_TASK GOAL_. Among the entries below, find the lines holding "target" and copy them.

[Stored records]
○ ○ ○ ○ ○

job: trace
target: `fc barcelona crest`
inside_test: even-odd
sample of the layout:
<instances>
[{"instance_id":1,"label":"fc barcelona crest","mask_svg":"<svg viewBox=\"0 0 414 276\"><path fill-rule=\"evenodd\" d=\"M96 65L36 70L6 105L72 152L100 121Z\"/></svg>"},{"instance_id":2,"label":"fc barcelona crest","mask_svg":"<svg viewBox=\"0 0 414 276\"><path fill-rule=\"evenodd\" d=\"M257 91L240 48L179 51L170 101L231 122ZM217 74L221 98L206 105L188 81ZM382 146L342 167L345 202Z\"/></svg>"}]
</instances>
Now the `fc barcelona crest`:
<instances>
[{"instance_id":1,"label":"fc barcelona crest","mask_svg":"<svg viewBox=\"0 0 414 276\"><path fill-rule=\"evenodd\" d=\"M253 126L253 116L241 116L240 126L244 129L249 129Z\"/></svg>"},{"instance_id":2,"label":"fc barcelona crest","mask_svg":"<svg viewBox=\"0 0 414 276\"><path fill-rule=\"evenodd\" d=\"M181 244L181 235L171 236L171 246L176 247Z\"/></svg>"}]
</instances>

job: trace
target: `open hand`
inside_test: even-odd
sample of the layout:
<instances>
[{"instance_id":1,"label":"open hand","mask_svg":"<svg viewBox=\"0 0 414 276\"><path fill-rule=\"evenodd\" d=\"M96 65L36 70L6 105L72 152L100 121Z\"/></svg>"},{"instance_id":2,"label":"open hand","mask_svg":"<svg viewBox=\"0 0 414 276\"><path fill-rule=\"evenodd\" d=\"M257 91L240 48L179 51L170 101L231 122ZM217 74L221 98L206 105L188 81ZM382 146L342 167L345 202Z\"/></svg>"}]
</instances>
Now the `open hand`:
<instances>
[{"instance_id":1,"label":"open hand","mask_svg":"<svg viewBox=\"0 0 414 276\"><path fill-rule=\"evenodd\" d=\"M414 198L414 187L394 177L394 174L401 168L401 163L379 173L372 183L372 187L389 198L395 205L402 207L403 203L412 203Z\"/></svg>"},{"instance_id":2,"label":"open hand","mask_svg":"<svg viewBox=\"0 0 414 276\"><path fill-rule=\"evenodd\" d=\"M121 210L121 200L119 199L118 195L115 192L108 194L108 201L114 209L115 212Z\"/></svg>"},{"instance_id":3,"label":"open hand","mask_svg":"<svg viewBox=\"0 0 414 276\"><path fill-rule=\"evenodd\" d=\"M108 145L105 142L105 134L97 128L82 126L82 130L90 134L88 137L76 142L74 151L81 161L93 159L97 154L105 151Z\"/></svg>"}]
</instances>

○ ○ ○ ○ ○

_YOUR RESPONSE_.
target: `fc barcelona crest`
target: `open hand`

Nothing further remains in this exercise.